TRAVAIL À FAIRE –
D'après l'arrêt de la cour d'appel de Montpellier reproduit ci-dessous, quelle décision a été déférée à la Cour, et de quelle date est-elle ?
══ TEXTE SOURCE ══
France | France, Cour d'appel de Montpellier, 4e chambre civile, 14 mars 2024, 22/05129


ARRÊT n°































Grosse + copie

délivrées le

à

























COUR D'APPEL DE MONTPELLIER



4e chambre civile



ARRÊT DU 14 MARS 2024



Numéro d'inscription au répertoire général :

N° RG 22/05129 - N° Portalis DBVK-V-B7G-PSIV



Décision déférée à la Cour : Ordonnance du conseiller de la mise en état

du 27 septembre 2022 de la cour d'appel de Montpellier -

N° RG 21/06302





DEMANDEUR A LA REQUETE ET APPELANT :



La Caisse d'Epargne et de Prévoyance du Languedoc-Roussillon

Banque coopérative régie par les art. L 512-85 et s. du Code monétaire et financier - SA à Directoire et Conseil d'Orientati...
═══
══ ENREGISTREMENTS FOURNIS ══
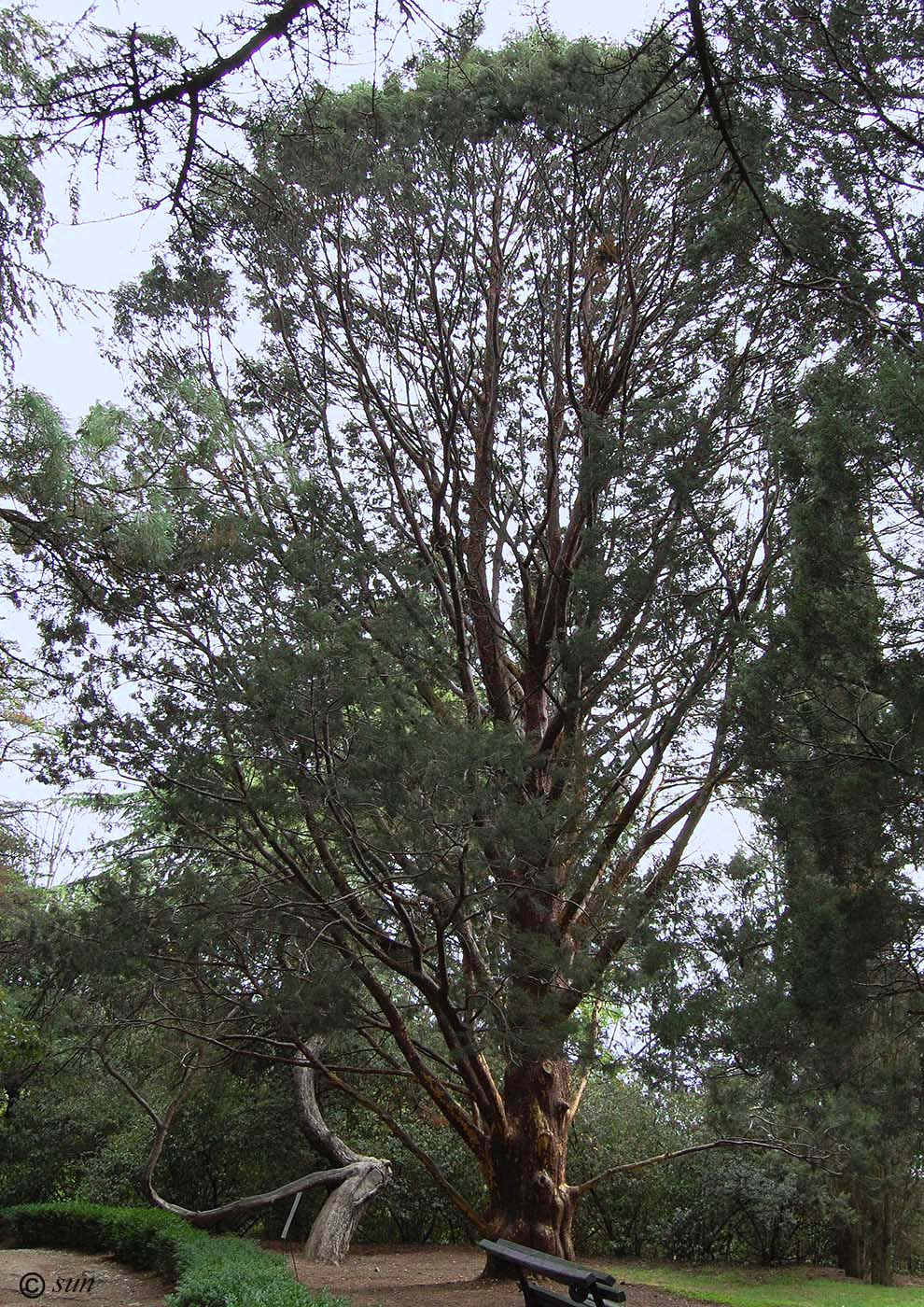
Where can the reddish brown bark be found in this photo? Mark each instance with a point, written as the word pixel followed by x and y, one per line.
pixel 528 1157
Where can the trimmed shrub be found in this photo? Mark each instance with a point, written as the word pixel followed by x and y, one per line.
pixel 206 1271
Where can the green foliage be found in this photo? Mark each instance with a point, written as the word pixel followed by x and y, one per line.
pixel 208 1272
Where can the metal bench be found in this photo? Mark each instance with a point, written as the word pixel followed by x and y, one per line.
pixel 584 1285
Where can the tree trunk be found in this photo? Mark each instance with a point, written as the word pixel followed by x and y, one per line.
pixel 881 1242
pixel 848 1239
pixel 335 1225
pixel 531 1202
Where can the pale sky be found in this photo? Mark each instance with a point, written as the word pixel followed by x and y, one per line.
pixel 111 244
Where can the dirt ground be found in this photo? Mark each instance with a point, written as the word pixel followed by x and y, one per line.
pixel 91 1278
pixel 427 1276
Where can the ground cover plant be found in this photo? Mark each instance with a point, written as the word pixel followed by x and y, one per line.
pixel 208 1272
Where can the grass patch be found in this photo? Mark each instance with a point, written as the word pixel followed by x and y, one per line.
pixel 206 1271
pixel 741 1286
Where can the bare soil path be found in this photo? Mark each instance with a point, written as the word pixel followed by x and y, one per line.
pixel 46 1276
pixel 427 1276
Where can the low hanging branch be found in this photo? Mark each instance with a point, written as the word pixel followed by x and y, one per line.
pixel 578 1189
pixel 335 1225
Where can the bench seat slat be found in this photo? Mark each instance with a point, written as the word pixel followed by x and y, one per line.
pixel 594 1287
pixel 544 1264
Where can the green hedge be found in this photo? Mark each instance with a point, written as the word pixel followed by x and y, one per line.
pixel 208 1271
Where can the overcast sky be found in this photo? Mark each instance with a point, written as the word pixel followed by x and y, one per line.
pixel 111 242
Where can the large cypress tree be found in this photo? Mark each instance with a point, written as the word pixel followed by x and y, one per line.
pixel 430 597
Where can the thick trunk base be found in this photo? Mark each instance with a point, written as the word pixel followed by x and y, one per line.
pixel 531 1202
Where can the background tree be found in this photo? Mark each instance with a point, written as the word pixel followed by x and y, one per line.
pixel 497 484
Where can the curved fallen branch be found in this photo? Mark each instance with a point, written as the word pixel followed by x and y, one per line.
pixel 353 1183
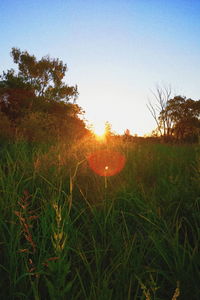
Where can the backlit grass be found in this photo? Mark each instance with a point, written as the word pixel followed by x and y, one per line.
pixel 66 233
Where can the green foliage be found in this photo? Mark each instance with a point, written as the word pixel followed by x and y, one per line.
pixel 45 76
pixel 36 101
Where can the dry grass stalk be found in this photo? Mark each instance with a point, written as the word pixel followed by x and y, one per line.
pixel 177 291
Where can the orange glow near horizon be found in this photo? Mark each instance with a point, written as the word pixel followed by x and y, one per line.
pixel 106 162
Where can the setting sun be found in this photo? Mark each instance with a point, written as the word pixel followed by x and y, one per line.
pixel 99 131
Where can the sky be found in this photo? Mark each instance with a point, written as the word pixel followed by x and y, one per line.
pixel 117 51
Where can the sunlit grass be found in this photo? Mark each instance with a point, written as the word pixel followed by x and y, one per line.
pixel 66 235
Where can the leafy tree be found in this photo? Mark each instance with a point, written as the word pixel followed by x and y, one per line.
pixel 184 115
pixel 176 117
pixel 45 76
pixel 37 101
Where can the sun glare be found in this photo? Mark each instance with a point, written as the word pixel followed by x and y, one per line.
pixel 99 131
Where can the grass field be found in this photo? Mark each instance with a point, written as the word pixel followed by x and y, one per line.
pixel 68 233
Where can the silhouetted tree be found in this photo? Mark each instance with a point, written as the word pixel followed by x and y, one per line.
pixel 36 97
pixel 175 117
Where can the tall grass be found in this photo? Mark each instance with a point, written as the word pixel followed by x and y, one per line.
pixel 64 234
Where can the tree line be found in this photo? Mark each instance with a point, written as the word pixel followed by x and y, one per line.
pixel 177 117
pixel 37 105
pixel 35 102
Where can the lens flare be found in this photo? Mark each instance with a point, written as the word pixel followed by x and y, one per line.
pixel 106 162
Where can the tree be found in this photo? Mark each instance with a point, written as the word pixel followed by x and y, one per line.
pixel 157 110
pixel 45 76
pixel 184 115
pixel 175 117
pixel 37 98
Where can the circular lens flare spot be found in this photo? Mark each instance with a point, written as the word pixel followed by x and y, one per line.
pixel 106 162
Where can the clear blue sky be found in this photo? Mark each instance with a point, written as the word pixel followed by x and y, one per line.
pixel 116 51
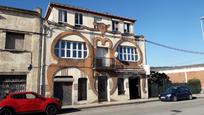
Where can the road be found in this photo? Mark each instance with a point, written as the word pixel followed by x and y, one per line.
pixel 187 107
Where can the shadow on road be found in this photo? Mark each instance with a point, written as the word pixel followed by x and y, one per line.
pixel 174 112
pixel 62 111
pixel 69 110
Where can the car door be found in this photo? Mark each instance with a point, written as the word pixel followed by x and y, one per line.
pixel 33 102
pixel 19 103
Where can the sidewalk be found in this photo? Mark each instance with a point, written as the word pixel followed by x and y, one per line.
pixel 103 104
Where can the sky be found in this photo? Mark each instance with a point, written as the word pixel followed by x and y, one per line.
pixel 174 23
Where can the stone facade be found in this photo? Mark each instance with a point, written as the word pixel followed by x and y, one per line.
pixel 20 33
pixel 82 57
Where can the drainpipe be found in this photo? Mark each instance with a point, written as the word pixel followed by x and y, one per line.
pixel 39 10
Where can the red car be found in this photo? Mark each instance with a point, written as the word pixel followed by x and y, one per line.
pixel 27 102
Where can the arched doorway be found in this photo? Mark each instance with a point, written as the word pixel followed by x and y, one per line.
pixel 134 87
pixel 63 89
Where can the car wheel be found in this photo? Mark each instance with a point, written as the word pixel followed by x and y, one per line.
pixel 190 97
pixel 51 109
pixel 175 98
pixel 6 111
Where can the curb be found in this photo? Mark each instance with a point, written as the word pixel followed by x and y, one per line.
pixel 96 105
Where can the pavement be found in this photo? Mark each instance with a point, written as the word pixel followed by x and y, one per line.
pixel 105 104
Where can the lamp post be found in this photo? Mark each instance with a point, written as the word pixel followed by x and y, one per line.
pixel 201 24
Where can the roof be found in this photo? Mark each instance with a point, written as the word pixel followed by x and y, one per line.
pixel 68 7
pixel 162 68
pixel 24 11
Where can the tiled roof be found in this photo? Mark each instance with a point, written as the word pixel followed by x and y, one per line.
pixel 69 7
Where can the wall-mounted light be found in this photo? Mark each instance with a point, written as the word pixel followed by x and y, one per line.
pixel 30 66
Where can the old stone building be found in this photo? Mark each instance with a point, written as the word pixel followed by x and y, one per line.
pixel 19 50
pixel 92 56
═══
RÉPONSE CI-DESSOUS –
Une ordonnance du conseiller de la mise en état de la cour d'appel de Montpellier, datée du 27 septembre 2022.